Below are some entries; reproduce them exactly and leave every picture out.

[Dataset entries]
┌──

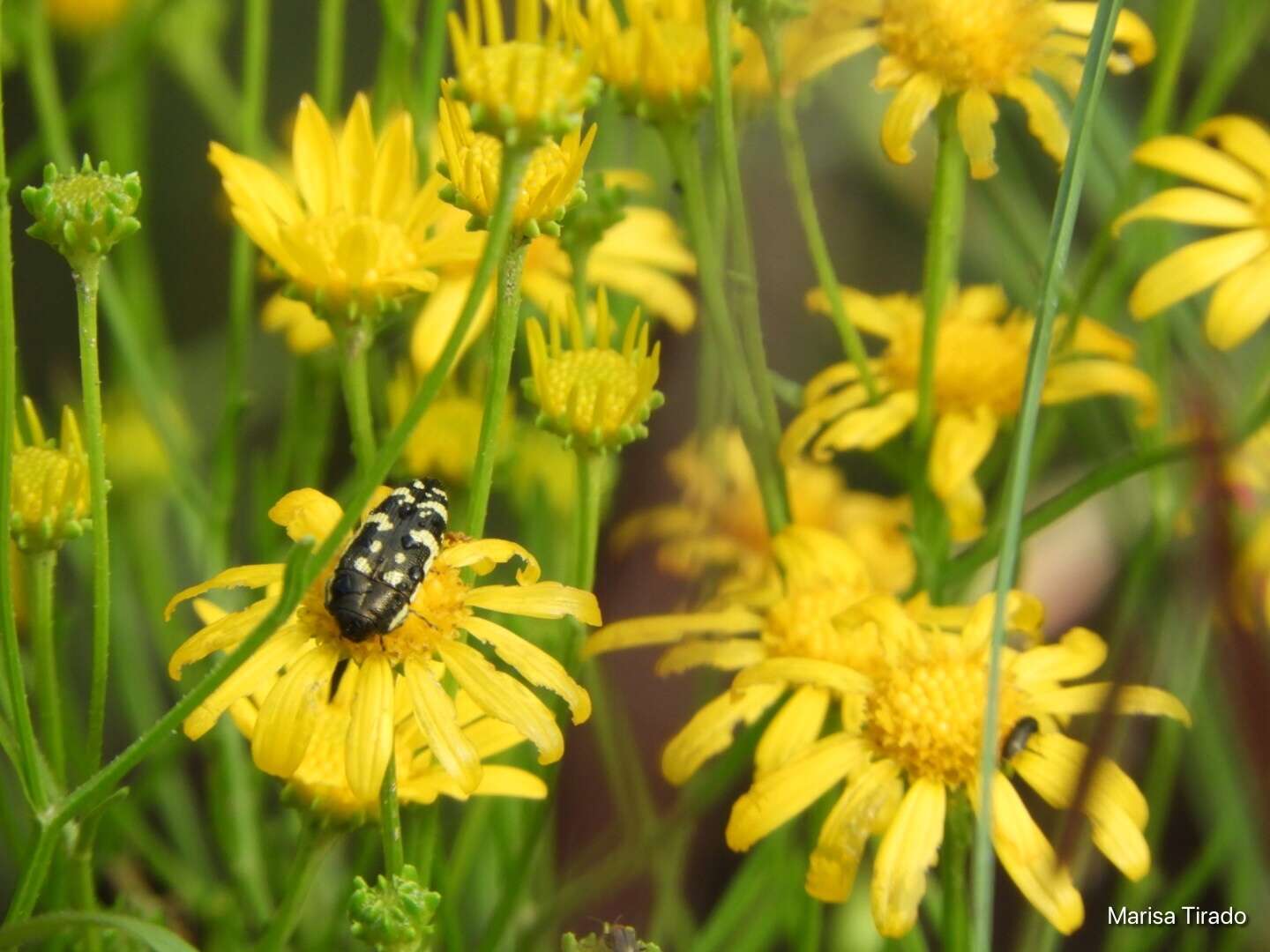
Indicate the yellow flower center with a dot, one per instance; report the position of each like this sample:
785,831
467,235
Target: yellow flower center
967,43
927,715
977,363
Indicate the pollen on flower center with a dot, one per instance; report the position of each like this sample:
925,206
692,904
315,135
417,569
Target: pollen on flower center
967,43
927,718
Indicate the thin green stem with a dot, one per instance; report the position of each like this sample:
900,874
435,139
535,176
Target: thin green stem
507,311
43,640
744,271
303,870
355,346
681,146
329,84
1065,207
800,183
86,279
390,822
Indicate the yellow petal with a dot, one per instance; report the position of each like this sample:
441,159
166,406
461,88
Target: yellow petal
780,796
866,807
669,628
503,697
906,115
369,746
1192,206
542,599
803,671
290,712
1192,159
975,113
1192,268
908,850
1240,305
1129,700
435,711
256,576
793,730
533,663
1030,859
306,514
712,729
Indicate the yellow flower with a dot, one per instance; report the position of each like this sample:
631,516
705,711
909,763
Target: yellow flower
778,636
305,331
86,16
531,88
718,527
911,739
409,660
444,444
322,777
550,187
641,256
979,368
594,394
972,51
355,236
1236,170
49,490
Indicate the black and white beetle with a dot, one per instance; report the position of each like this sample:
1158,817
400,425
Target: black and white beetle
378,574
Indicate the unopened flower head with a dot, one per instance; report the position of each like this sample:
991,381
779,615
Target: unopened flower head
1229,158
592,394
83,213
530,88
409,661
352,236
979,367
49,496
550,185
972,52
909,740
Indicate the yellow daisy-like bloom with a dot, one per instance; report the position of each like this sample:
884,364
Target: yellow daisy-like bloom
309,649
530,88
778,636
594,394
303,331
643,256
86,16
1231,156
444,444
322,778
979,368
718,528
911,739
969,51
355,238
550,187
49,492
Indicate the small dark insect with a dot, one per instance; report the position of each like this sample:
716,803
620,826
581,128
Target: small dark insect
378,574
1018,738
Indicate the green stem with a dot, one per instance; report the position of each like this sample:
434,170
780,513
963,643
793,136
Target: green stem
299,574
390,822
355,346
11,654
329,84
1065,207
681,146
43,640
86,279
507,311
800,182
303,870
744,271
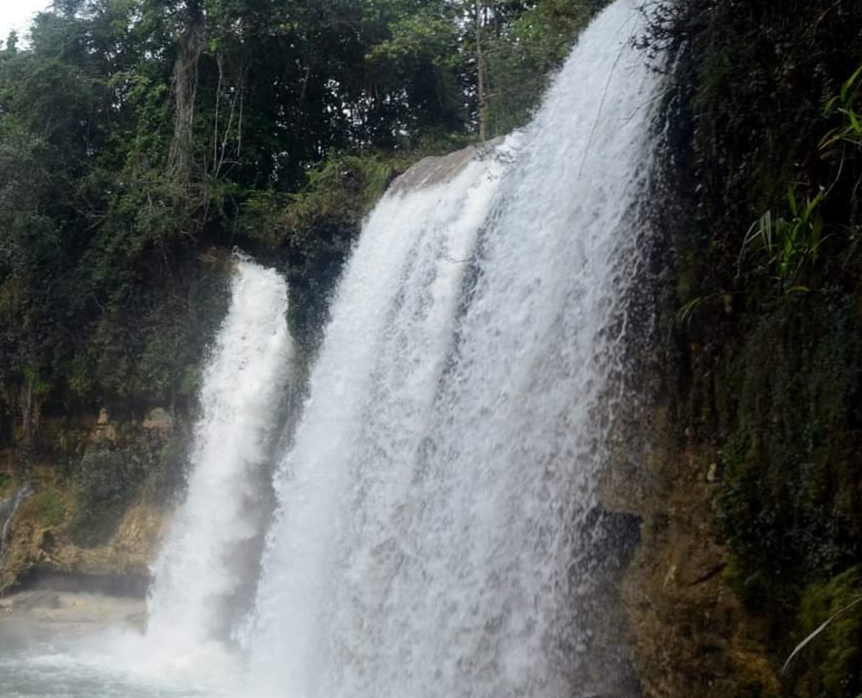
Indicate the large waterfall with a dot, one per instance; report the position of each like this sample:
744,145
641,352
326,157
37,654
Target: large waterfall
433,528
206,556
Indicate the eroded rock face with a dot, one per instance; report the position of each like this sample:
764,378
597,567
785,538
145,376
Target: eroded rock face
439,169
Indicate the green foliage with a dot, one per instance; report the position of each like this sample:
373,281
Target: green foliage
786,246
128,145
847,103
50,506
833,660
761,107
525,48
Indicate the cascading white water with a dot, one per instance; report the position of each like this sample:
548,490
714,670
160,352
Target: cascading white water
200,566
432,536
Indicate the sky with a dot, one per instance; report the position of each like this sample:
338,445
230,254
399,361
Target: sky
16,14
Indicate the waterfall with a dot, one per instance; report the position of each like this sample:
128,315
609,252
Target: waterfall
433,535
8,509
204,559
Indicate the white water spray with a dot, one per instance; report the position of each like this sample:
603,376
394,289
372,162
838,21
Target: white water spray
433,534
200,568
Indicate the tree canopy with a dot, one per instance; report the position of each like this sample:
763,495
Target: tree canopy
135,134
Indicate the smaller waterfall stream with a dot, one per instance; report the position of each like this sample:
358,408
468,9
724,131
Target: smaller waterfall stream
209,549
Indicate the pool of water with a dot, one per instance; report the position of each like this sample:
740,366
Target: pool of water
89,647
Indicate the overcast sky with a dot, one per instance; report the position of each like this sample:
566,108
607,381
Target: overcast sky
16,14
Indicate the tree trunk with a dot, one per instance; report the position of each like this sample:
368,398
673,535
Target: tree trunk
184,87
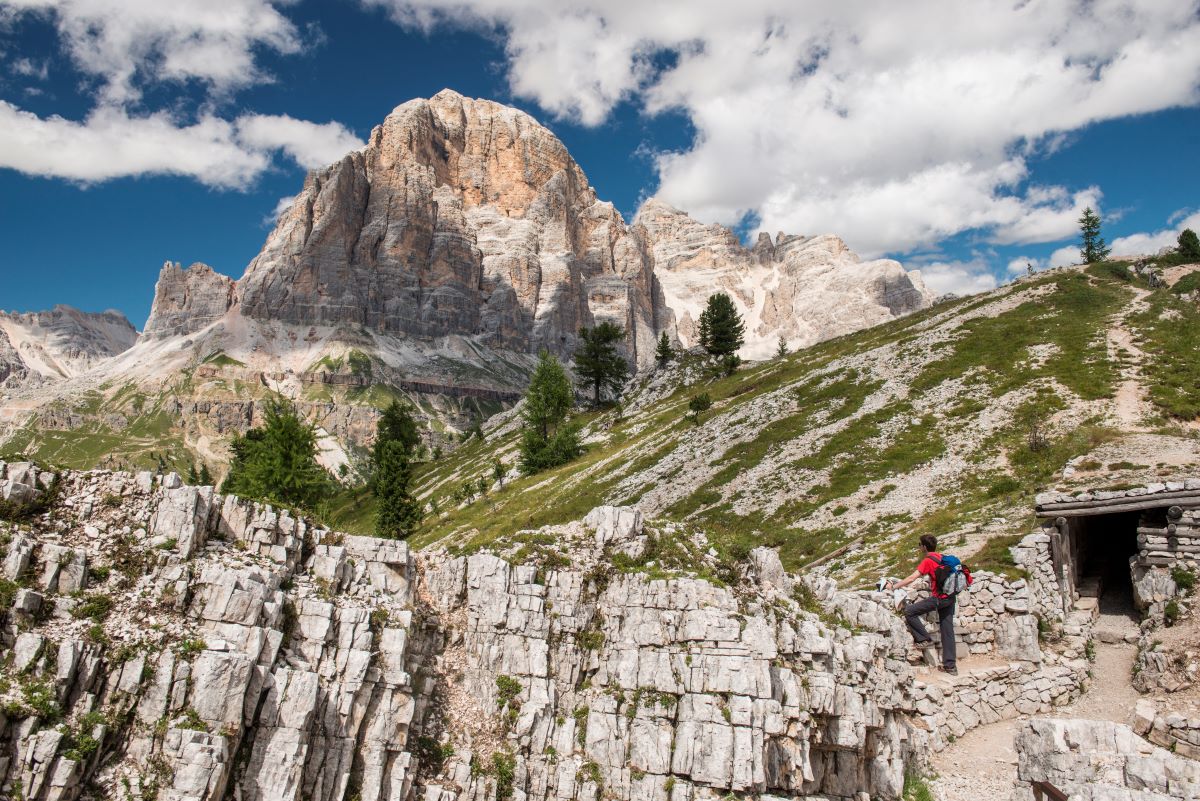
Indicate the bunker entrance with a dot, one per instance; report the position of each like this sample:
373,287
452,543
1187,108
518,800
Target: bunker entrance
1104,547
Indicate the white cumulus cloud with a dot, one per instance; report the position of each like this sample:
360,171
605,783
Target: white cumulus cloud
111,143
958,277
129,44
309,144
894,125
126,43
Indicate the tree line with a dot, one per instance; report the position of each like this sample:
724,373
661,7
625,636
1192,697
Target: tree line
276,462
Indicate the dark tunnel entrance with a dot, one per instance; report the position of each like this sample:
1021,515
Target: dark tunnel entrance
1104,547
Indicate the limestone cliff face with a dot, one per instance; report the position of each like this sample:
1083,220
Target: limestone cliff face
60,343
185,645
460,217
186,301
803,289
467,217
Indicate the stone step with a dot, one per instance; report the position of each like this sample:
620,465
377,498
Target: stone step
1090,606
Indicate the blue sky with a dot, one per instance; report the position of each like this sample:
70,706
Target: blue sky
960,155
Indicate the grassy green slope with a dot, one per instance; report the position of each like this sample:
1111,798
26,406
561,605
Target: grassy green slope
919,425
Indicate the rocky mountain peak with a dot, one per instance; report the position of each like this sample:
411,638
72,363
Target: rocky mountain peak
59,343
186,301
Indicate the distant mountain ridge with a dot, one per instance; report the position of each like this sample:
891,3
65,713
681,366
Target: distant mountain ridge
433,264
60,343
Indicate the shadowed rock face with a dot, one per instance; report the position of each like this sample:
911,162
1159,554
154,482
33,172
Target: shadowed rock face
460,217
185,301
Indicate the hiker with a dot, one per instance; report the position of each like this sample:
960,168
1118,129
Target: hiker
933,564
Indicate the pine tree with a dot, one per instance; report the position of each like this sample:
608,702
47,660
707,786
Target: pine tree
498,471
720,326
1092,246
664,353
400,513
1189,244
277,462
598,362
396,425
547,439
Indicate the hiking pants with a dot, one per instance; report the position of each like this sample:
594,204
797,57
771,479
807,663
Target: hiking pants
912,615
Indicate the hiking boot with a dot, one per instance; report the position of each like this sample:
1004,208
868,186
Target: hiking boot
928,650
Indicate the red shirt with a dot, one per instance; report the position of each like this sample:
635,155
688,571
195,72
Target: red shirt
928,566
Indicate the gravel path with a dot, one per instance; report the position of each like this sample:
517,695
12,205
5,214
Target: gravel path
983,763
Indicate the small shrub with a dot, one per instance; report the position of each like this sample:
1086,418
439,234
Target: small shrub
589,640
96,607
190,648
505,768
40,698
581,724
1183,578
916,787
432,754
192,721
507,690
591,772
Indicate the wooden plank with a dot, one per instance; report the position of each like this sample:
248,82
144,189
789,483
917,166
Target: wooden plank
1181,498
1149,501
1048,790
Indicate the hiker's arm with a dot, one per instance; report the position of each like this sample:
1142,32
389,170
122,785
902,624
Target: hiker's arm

└──

• YOUR SOLUTION
Indicate the yellow flower center with a dot, one per instance; report the position of each like this sample:
785,831
467,235
Target: yellow flower center
967,43
927,715
977,363
Indicate the pollen on flower center with a dot, one per instance; report the position of each like this sample:
925,206
692,904
315,135
417,569
Target: pollen on flower center
967,43
927,718
Indicate the thin green stem with a dot, one per instance; report the position of each like this sample:
900,874
435,139
535,176
Target: thin green stem
507,311
43,640
744,271
303,870
355,346
681,146
329,84
1065,207
800,183
86,279
390,822
Indicate the yellow petal with a dot, one per instance; report the position of each like this sample:
441,159
166,406
461,88
Target: yellow petal
780,796
866,807
669,628
503,697
906,115
369,746
1192,206
542,599
803,671
290,712
1192,159
975,113
1192,268
908,850
1240,305
1129,700
435,711
256,576
793,730
533,663
1030,859
306,514
712,729
Indicate the yellow flower with a dot, one per instance; report the position of each like this sample:
631,516
705,711
909,763
Target: yellow flower
778,636
305,331
86,16
531,88
718,527
911,739
409,660
444,444
322,777
550,187
641,256
979,368
594,394
972,51
355,236
1236,170
49,490
Indicate the black and white beetle with a dot, one per instance; report the position of each like this sample:
1158,817
400,425
Target: black and white beetle
378,574
Indicate the unopened flower head with a dot, one per instance; report the position of each like this sample:
991,381
779,615
Target: unopened flower head
1229,158
592,394
83,213
530,88
409,661
352,236
979,367
49,496
550,185
972,52
909,740
Indicate the yellow daisy-like bloom with a dot, one per instance; report the position of each like this sample:
884,364
Target: yellow daisy-like bloom
309,649
530,88
778,636
594,394
303,331
643,256
86,16
1231,156
444,444
322,778
979,368
718,528
911,739
969,51
355,238
550,187
49,492
Indicate the small dark insect with a dot, one per instance; report the position of each like this sample:
716,803
620,826
581,128
Target: small dark insect
378,574
1018,738
Indicate the green stem with a dot, one per instance; report the position of each like this sample:
434,170
780,513
963,643
793,136
Target: green stem
299,574
390,822
355,346
11,654
329,84
1065,207
681,146
43,640
86,279
507,311
800,182
303,870
744,271
Indicate the large waterfall with a dot, one per instance; report the position of each like this sample:
744,145
641,352
326,157
37,654
Target: large waterfall
433,528
206,556
Indicate the eroded rock face with a dot, one per instance; report the position of each like this sample:
764,378
597,567
785,538
145,376
Target: eroded rock face
439,169
Indicate the green foliage with a dot, one per instance; report the position of each like this sample:
373,281
Target: green foliage
786,246
128,145
847,103
50,506
833,660
761,107
525,48
Indicate the cascading white water with a dot, one per instance; report the position of each like this sample:
548,490
714,670
160,352
Target: cascading white water
200,566
432,536
Indicate the sky with a dot, one per instance; report the position of each like this sample:
338,445
230,254
399,361
Target: sky
16,14
Indicate the waterfall with a dot, one per instance; report the position of each like this sample:
128,315
609,252
Target: waterfall
433,535
8,509
204,559
Indicate the white water spray with a dot, one per instance; report the position of each like this sample:
603,376
394,289
372,162
838,21
Target: white water spray
433,534
200,568
Indicate the tree canopy with a dot, one per instance; report the position of each like this sample:
763,495
Target: tree canopy
135,134
Indicate the smaller waterfall stream with a dot, one per instance; report the position of each like this sample:
358,408
468,9
724,131
Target: smaller waterfall stream
209,549
Indicate the pool of water with a dot, one per instance; report the position of each like this sample:
740,366
Target: pool of water
89,647
Indicate the overcast sky with a dot, one per instance; report the position of each like this sample:
566,108
607,381
Target: overcast sky
16,14
Indicate the tree trunk with a dot, one per instance; report the position of each like this sample:
368,398
673,535
Target: tree trunk
184,87
Indicate the bunker entrance with a dot, one per instance; report the position of each like this sample:
373,287
452,543
1187,108
518,800
Target: bunker entrance
1104,547
Indicate the white cumulus cloud with a dot, one per instance; report the position of each like this sample:
360,171
605,783
Target: white cumulus cloud
111,143
958,277
129,44
309,144
894,125
126,43
Indicate the tree line with a dot, one per instance; report the position of each like this sample:
724,373
661,7
625,636
1192,697
Target: tree line
276,462
Indicate the dark tunnel entrance with a dot, one per instance; report the position of each like this sample:
1021,515
Target: dark tunnel entrance
1104,547
Indicate the limestone cliff face with a dot, one per instance; report the position of each like this sample:
1083,220
Target: limestone cliff face
60,343
185,645
460,217
186,301
803,289
467,217
Indicate the stone step with a dot, one per instance; report the position of each like this sample:
620,465
377,498
Target: stone step
1090,606
Indicate the blue sky with a dot, one per instance; report the position of each like this sample:
70,706
Target: blue sky
960,155
Indicate the grassy green slope with a dot, one per instance; report the position of each like this sample:
1111,798
26,406
561,605
Target: grassy green slope
919,425
Indicate the rocky mountain peak with a dot, one per instance; report the position of each like this sample:
411,638
72,363
Target: rocky mountain peak
59,343
186,301
Indicate the distant mountain ridge with a dot, one per instance; report the position of each like this sample:
891,3
65,713
681,366
Target: distant mountain ridge
433,264
60,343
Indicate the shadowed rock face with a dot, one per instance; report the position of each like this sample:
911,162
1159,554
154,482
33,172
Target: shadowed rock face
460,217
185,301
Indicate the hiker with a dot, one per instance; report the position of each like this sample:
960,168
1118,129
Target: hiker
933,564
Indicate the pine tree with a dot, one per instance; report the position of each like this sample:
608,702
47,660
707,786
Target: pine tree
498,471
720,326
1092,246
664,353
400,513
1189,244
277,462
598,362
396,425
547,439
Indicate the hiking pants with a dot, one per instance; report the position of each like this sample:
594,204
797,57
771,479
807,663
Target: hiking pants
912,615
Indicate the hiking boot with a dot, one per instance; report the position of each like this sample:
1004,208
868,186
Target: hiking boot
928,650
Indicate the red shirt with a dot, one per instance; report the position of each like this sample:
635,155
688,571
195,72
Target: red shirt
928,566
Indicate the gravel path with a dot, one per instance; report the position of each like this sample:
517,695
12,205
5,214
Target: gravel path
983,763
Indicate the small shrub with a dot, one per instance; report the position of each like this sample:
1086,418
439,234
Target: small shrub
589,640
96,607
190,648
505,768
40,698
581,724
1183,578
916,787
432,754
192,721
507,690
591,772
Indicate the wooden plank with a dot, one per instance; report the position of each like this sample:
248,82
144,189
789,483
917,166
Target: wooden plank
1181,498
1149,501
1048,790
Indicate the hiker's arm with a dot, one per instance; report the position of each like this sample:
1142,32
389,170
122,785
902,624
Target: hiker's arm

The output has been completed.